Position identification records:
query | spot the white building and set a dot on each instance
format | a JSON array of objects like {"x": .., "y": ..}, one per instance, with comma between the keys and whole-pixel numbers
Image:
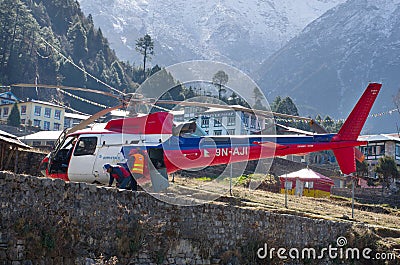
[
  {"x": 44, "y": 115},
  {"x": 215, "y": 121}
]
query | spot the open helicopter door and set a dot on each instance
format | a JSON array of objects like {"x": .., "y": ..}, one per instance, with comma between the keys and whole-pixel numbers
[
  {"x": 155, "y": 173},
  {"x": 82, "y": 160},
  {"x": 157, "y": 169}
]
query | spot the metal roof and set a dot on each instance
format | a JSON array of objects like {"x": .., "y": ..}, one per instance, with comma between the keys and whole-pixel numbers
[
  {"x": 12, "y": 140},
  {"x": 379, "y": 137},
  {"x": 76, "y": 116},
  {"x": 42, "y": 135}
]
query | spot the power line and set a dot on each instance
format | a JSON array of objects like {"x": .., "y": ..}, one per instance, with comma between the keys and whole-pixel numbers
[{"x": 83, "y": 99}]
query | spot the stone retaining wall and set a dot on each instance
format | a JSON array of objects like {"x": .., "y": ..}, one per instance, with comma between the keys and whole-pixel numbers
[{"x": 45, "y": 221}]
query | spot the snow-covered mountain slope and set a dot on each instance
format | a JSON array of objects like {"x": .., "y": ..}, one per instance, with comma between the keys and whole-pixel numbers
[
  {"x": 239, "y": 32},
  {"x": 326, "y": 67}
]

Task prompt
Put every line of all the records above into a numbered list, skipping blank lines. Leave the pictures out of your answer.

The response
1. query | spot the white building and set a dot on each instance
2. format | a JSON array of objects like {"x": .., "y": ..}, one per instance, with comma between the keys and whole-pixel numbers
3. Image:
4. [
5.   {"x": 44, "y": 115},
6.   {"x": 215, "y": 121}
7. ]
8. query | spot the open helicopter door and set a dot on each instance
9. format | a JSON array of objects like {"x": .., "y": ..}, one per instance, with comma between the keys and whole-pixel numbers
10. [
11.   {"x": 155, "y": 173},
12.   {"x": 82, "y": 160},
13.   {"x": 157, "y": 169}
14. ]
15. query | spot the metal roof and set a dot on each instance
16. format | a JSON array of objects like {"x": .., "y": ..}, one per instance, with comma between the keys and whole-pixel numbers
17. [
18.   {"x": 12, "y": 140},
19.   {"x": 379, "y": 137},
20.   {"x": 76, "y": 116},
21.   {"x": 42, "y": 135}
22. ]
23. query | spot the power line and set a dot on each instance
24. format | a JSON array of objects like {"x": .., "y": ..}, one per instance, with comma between the keys and whole-pixel numbers
25. [{"x": 83, "y": 99}]
26. query | spot the stone retaining wall and set a dot on each instance
27. format | a JSON array of objects like {"x": .., "y": ..}, one per instance, with comma between the keys and whole-pixel numbers
28. [{"x": 45, "y": 221}]
29. query | spot the snow-covered mountain slope and set a dot on each instance
30. format | a JSON array of objects like {"x": .., "y": ..}, one per instance, with comma between the keys and whole-pixel numbers
31. [
32.   {"x": 239, "y": 32},
33.   {"x": 326, "y": 67}
34. ]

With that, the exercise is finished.